Task description =
Reproduce the entries below with every occurrence of "deepest" changed to "innermost", keeping everything else the same.

Source data =
• • • • • • •

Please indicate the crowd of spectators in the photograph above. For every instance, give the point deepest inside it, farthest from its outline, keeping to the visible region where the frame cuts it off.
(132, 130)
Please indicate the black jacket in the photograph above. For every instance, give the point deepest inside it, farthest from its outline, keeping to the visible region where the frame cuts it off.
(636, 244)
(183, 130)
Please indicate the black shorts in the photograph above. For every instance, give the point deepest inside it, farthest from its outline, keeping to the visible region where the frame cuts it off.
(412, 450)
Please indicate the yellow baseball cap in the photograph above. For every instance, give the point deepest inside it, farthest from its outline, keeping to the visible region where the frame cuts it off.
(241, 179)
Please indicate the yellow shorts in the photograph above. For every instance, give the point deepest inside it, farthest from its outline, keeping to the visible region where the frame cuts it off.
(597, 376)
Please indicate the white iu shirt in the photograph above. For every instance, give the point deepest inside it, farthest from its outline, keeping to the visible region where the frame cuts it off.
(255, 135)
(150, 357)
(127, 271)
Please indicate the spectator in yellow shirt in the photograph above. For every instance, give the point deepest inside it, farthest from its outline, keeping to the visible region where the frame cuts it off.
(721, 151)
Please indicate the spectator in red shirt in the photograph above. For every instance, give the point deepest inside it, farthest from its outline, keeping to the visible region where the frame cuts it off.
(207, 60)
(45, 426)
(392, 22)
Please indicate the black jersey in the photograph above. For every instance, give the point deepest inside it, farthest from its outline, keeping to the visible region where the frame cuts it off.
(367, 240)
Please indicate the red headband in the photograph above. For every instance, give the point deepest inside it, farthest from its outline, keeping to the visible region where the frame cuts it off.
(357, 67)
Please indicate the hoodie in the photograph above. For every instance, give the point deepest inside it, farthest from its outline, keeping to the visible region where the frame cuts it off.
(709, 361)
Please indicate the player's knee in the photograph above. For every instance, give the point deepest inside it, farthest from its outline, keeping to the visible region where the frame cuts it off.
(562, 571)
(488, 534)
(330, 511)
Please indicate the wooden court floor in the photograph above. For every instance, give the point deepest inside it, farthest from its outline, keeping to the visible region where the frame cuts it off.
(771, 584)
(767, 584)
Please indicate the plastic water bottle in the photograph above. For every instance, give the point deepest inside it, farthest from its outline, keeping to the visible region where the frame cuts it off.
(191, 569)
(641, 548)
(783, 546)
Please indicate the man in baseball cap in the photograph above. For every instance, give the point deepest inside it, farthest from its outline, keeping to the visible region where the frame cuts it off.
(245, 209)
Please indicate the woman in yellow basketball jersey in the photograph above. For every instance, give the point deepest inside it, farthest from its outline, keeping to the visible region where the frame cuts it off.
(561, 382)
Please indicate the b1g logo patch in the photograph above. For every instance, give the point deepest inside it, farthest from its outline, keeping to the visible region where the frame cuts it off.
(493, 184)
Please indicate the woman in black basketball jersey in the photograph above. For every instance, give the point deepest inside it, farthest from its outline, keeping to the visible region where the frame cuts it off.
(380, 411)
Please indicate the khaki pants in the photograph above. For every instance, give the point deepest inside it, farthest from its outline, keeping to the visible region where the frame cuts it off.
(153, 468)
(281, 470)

• • • • • • •

Output for this exercise =
Please indicate the crowd of spectators in the photograph above. For every instance, give the point innermost inside it, farthest from its outline, keeping to the visible region where the frame cuts it off.
(132, 130)
Please indicate the black jacket in the photograph above. For every instance, give the point innermost inside it, farthest from its outline, keeping to the visible region where the frame cuts it off.
(636, 244)
(183, 130)
Please indicate the black shorts in the photograph above. For every instance, give the point innermost inside it, farthest from its outline, keeping to the visible region where the frame cuts it off.
(412, 450)
Please indicate the yellow baseball cap in the photograph above. For every instance, give the point innermost inside it, farthest from its outline, keeping to the visible region where the frame cuts it off.
(241, 179)
Please indicate the yellow shorts in the photograph above. For every instance, give the point innermost inside it, farthest from its outline, keeping to the visible region where the frame cuts it off.
(597, 376)
Please indicate the white iu shirt in the photograph above. For every instance, give the point innermost inside it, farthest from its outline, keeping to the visible region where the frame cuts it off.
(255, 135)
(150, 357)
(127, 271)
Please indicate the spectator in yellow shirt in the photograph above. For every instance, give the point innermost inside it, farthest from its outline, keeping to the visible region where the frame cuts it off.
(721, 151)
Please indicate the spectator in red shirt in the photograph above. For every instance, give the point innermost inside it, farthest from its outline, keeping to the visible region where the frame cuts it off.
(207, 60)
(45, 426)
(392, 22)
Please indicate the black jersey in the photograph above. For every instance, give the point innermost inside it, farthest from its outline, keeping to the visible region where the frame cuts it off.
(367, 240)
Please indicate the red headband in the photograph above. For every instance, give the point innermost inside it, farthest from its outline, keeping to the visible region where the frame cuts it off.
(357, 67)
Please indicate the hoodie in the photograph above. For every instance, give the point innermost inside it, farthest from its outline, keeping to the visible region where the frame cuts it off.
(709, 361)
Please indicate the player's knee in the photograph above. For every instance, give the point innermost inside it, farthest from its outline, keeping to the visible region where the frame cuts it off.
(562, 571)
(488, 534)
(330, 511)
Please indicate the wooden court floor in the photograph above. For every instance, give the point innermost inside it, farthest from its outline, keeping to the visible region where the frame cuts it off.
(771, 584)
(767, 584)
Please indicate the plastic water bottle in the photograph above. For every instance, give the point innermost inside it, farthest from its outline, keeping to the visible region where the frame cuts it off.
(191, 569)
(641, 548)
(783, 546)
Please indicate the man in baseball cap in the photograph above. For every instance, give the point innermost inside it, farthest from its outline, keeping to the visible region where the frame cuts it off.
(245, 209)
Please indicate the woman in yellow basketball jersey in the photograph above. For every instance, give the point innermost inside it, farthest from its outline, keeping to the visible region where the frame cuts it off.
(561, 382)
Please indicate the b1g logo patch in the photograph above. For every instance, give the point innermost inside it, farthest from its outline, keeping to the visible region where the frame cuts it off.
(493, 184)
Please indicate the woman in black basketball jersey in the photograph above. For every instance, give the point innermost inside it, farthest from its outline, keeping to the visible region where the frame cuts it off.
(380, 411)
Please indicate the khaki pants in the photograph above. For every instance, give the point innermost inside it, farthest from its outline, keeping to the visible region where the frame cuts it off.
(153, 468)
(281, 470)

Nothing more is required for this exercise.